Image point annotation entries

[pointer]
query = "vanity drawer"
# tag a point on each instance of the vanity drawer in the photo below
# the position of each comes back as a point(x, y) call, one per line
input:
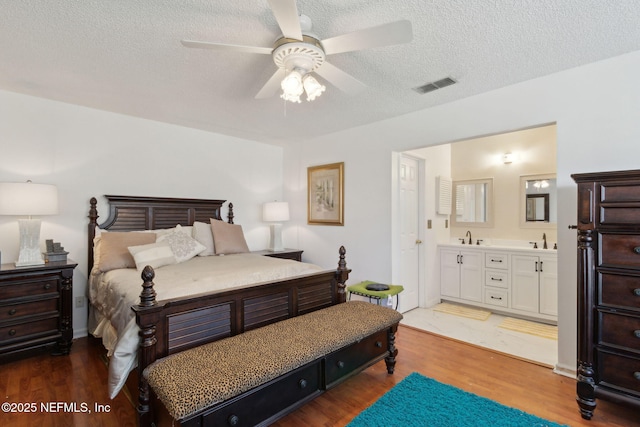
point(497, 278)
point(496, 260)
point(15, 311)
point(497, 297)
point(618, 290)
point(620, 331)
point(620, 372)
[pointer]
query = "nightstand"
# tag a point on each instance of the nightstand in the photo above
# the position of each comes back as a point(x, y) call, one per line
point(294, 254)
point(36, 310)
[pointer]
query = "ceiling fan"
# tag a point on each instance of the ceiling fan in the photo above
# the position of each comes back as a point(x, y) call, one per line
point(298, 52)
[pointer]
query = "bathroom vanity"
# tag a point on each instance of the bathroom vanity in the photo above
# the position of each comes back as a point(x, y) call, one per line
point(520, 282)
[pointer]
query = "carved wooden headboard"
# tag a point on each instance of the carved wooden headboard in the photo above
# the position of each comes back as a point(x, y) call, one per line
point(130, 213)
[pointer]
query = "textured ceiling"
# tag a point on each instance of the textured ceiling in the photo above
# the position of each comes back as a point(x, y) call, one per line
point(125, 56)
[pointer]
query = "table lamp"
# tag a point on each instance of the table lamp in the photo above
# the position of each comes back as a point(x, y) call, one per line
point(28, 199)
point(275, 212)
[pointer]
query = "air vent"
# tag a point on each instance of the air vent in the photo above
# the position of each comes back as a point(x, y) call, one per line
point(430, 87)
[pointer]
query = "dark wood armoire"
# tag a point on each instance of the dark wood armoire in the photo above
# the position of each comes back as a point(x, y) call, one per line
point(608, 288)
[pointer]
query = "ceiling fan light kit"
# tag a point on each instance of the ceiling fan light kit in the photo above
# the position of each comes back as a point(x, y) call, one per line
point(298, 53)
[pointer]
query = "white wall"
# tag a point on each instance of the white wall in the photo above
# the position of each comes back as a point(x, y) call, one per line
point(597, 129)
point(89, 153)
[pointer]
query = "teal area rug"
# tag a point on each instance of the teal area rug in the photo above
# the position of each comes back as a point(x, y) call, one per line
point(421, 401)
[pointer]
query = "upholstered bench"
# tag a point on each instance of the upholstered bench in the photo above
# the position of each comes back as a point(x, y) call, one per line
point(261, 375)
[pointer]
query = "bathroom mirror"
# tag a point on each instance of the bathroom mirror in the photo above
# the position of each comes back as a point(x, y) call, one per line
point(473, 203)
point(538, 201)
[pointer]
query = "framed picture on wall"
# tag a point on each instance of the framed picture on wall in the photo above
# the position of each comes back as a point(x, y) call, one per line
point(325, 194)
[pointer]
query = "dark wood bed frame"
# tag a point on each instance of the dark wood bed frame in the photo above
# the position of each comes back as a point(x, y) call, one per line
point(174, 325)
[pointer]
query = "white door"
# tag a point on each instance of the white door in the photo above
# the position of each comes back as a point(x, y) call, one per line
point(409, 229)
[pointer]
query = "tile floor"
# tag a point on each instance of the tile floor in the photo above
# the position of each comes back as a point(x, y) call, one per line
point(486, 334)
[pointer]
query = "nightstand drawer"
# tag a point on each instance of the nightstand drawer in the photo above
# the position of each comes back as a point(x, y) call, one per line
point(30, 287)
point(30, 329)
point(15, 311)
point(620, 331)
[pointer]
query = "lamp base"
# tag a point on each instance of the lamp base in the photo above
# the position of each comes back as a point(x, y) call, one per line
point(29, 243)
point(275, 244)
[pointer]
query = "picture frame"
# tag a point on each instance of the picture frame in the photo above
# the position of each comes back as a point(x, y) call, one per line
point(325, 194)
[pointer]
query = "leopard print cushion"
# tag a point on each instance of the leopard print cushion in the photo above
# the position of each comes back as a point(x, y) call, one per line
point(194, 379)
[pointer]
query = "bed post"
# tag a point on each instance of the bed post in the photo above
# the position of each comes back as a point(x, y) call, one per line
point(342, 274)
point(147, 349)
point(93, 223)
point(230, 214)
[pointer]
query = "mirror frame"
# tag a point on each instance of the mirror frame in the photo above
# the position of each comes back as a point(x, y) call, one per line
point(489, 202)
point(523, 202)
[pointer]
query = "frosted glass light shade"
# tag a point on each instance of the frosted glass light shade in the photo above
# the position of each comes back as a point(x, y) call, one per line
point(27, 198)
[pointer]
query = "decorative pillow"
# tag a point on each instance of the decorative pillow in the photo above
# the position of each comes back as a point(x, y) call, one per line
point(184, 246)
point(228, 238)
point(154, 254)
point(202, 233)
point(114, 252)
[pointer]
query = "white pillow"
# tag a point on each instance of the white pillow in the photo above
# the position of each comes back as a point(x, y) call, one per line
point(202, 233)
point(184, 246)
point(154, 254)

- **Task prompt**
Do not include images; quote all of the entries above exactly.

- **Exercise result**
[pointer]
query = "vanity drawer"
# tag a point on each instance of the vanity drawer in the photo below
# the position of each comes back as a point(x, y) call, one per line
input:
point(497, 278)
point(496, 260)
point(15, 311)
point(497, 297)
point(618, 290)
point(620, 331)
point(620, 372)
[pointer]
query = "nightstand"
# tag a point on each instance of the nightstand in the photo above
# the position of each comes back as a point(x, y) call, one per line
point(294, 254)
point(36, 310)
[pointer]
query = "ceiling fan"
# tag a point on each instance of the ceiling fan in the photo above
# the position of each comes back as a point(x, y) call, one per line
point(298, 52)
[pointer]
query = "bathroom vanity"
# tag a point on each instance of the bathroom vanity in the photo above
# the position of each comes back as a point(x, y) call, one per line
point(520, 282)
[pointer]
query = "carved wooden headboard"
# tag a point on each instance of the carved wooden headboard in the photo above
# the position of each comes back as a point(x, y) call, one per line
point(130, 213)
[pointer]
query = "textured ceiling"
# tag a point on each instance of the textured ceiling in the photo above
# the position of each comes back as a point(x, y) call, one per line
point(125, 56)
[pointer]
query = "table lamp"
# tag a point on each instance of the table lamp in the photo above
# the position of each comes back as a point(x, y) call, one per line
point(28, 199)
point(275, 212)
[pointer]
query = "air vent"
# tag a point on each instance of the air vent in the photo above
# the position of each comes back as a point(x, y) call, one per line
point(430, 87)
[pointer]
query = "dark wood armoire"
# tag a point on each instance of the dark wood armoire in the photo above
# the position of each comes back as a point(x, y) call, one per line
point(608, 288)
[pointer]
query = "ceiling fan light kit"
# tag a point on each instance of the ceiling fan light kit in the photo above
# the position of each comes back as a point(x, y) call, one per line
point(298, 53)
[pointer]
query = "white wall"
# tag a point on each instance of the white wall in the photo above
# the position of each comes back as a point(x, y) call, one per line
point(597, 129)
point(89, 153)
[pointer]
query = "teal area rug"
# tag a point on each instance of the teal area rug in the photo above
# the position of each comes back as a point(x, y) call, one per line
point(421, 401)
[pointer]
query = "upholstered bench"
# tag a point on each instance of the upholstered bench in the photo above
# the position of each comes back as a point(x, y) call, one per line
point(261, 375)
[pointer]
query = "bathroom mirror"
# tag a point on each instance of the bathroom mirror in the photo above
# the position of each comes back as a point(x, y) call, one per line
point(473, 203)
point(538, 201)
[pointer]
query = "framed picture on wall"
# tag a point on each instance of the framed picture on wall in the photo above
# the position of each comes back as a point(x, y) call, one per line
point(325, 194)
[pointer]
query = "dark wood bed frame"
# tag a point on each instance of the dark wood bed frame in the photo above
# the position of each comes back as a point(x, y) call, one per line
point(174, 325)
[pointer]
query = "white door"
# tag a point on each instance of the white door in the photo above
# the position of each comes back as a point(x, y) call, one per line
point(409, 229)
[pointer]
query = "tile floor"
# tag a point on each instance of the tile floor in the photo above
# the position of each comes back as a point(x, y) call, one per line
point(486, 334)
[pointer]
query = "nightstand drawer"
# tag a point on each instance of the nightstand drawer in the photo above
# the position of each comes back as a point(x, y) call, one per line
point(30, 287)
point(30, 329)
point(15, 311)
point(620, 331)
[pointer]
query = "lamp base"
# tag a point on each instance of the lamp base in the photo above
# the position of each comes back as a point(x, y) call, one per line
point(29, 243)
point(275, 244)
[pointer]
query = "picture frame"
# tag a point on each instance of the picture frame in the photo above
# the position of each comes back as a point(x, y) call, one per line
point(325, 194)
[pointer]
query = "leopard print cushion"
# tag a point on each instance of the leopard print cushion in the photo above
# the position of each comes back as a point(x, y) call, one per line
point(194, 379)
[pointer]
query = "bed post"
# tag a point on each instance of the bed post in the photo above
# the position of each comes back as a point(x, y) call, one per line
point(342, 274)
point(147, 349)
point(93, 223)
point(230, 214)
[pointer]
query = "mirror frame"
# tag a point on each instance of the mirror frame in the photo above
# the position of each comes back as a point(x, y) call, one per line
point(489, 202)
point(523, 202)
[pointer]
query = "frosted glass light shade"
# tag a point on each instance of the frosted glass light shade in the photo above
# the position of each comes back as a point(x, y) call, one per line
point(27, 198)
[pointer]
query = "decorative pillow"
# tag a point on each instance of the decorative pillow in the photo above
# the position of each comes back as a point(x, y) call, one per line
point(184, 246)
point(228, 238)
point(154, 254)
point(202, 233)
point(114, 252)
[pointer]
query = "white pillow"
# tag a point on each instance of the white pillow in the photo above
# the position of each comes back as a point(x, y) call, one per line
point(202, 233)
point(184, 246)
point(154, 254)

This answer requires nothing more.